## begin Information given
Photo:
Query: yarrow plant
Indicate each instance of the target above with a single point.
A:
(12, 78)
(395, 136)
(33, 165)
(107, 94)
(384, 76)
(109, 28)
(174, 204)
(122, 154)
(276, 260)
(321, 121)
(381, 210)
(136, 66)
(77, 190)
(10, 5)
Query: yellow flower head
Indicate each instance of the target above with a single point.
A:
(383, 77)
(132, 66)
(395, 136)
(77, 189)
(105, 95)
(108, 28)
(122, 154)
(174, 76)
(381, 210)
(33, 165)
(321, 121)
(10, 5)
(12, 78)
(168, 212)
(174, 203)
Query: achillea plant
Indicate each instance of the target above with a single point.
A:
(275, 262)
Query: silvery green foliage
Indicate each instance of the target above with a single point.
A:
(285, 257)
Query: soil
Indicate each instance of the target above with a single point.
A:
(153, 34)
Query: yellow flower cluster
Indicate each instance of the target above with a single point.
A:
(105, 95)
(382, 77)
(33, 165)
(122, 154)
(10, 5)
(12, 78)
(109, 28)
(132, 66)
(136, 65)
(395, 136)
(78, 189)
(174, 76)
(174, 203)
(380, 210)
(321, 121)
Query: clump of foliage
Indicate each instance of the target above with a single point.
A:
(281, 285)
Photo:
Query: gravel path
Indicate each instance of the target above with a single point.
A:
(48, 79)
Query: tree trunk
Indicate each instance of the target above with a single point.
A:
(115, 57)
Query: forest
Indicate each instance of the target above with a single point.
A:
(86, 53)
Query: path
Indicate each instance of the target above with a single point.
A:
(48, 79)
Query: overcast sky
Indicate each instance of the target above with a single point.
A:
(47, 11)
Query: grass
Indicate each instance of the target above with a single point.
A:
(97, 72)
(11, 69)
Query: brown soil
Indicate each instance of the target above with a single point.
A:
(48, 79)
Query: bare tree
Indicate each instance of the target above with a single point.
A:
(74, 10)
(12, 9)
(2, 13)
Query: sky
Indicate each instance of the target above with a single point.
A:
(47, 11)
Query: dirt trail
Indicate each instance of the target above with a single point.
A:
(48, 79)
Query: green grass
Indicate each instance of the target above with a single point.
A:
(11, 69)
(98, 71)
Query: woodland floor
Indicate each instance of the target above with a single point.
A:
## end Information given
> _Problem_
Rewrite the listing above line for line, substituting "one point" for every occurrence of "a single point" and leaving everything else untouched.

> _Expected output_
Photo:
Query: yarrow plant
Indicate each instance of the target above with one point.
A:
(12, 78)
(395, 136)
(33, 165)
(107, 94)
(384, 76)
(109, 28)
(174, 204)
(122, 154)
(276, 260)
(321, 121)
(381, 210)
(136, 66)
(77, 190)
(10, 5)
Query: yellow flower head
Indicate each instance of the target above with one point.
A:
(383, 77)
(132, 66)
(395, 136)
(77, 189)
(105, 95)
(108, 28)
(122, 154)
(174, 76)
(381, 210)
(33, 165)
(321, 121)
(10, 5)
(12, 78)
(168, 212)
(174, 203)
Query: achillea plant
Indicate each instance of the target above with one point.
A:
(275, 262)
Query: silvery green foliage
Indicate each instance of the target above with one point.
A:
(285, 257)
Query: soil
Indicate each instance of the target above with one point.
A:
(153, 34)
Query: yellow flower cluster
Indicate each instance of the target above with one point.
A:
(105, 95)
(382, 77)
(33, 165)
(122, 154)
(10, 5)
(12, 78)
(109, 28)
(132, 66)
(136, 65)
(395, 136)
(78, 189)
(174, 76)
(174, 203)
(380, 210)
(321, 121)
Query: clump of foliage
Indicate each instance of the target above with one point.
A:
(281, 285)
Photo:
Query: gravel path
Indicate each instance of the target above with one point.
A:
(48, 79)
Query: tree trunk
Indicate each instance of the target above with one point.
A:
(115, 57)
Query: forest
Indicate each instance of the target above with one point.
A:
(86, 53)
Query: path
Indicate each instance of the target above with one point.
A:
(48, 79)
Query: overcast sky
Indicate each instance of the target above with one point.
A:
(47, 11)
Query: grass
Indicate each instance of the target above with one point.
A:
(97, 72)
(11, 69)
Query: brown soil
Indicate each instance of the target above with one point.
A:
(48, 79)
Query: bare tree
Indicate each instance of the target above with one point.
A:
(74, 10)
(12, 9)
(2, 13)
Query: sky
Indicate each instance of the target above with one point.
A:
(47, 11)
Query: dirt trail
Indicate each instance of the target above with one point.
A:
(48, 79)
Query: green grass
Indicate each instance of the target above with one point.
A:
(11, 69)
(98, 71)
Query: woodland floor
Indicate each instance of the target above with one point.
A:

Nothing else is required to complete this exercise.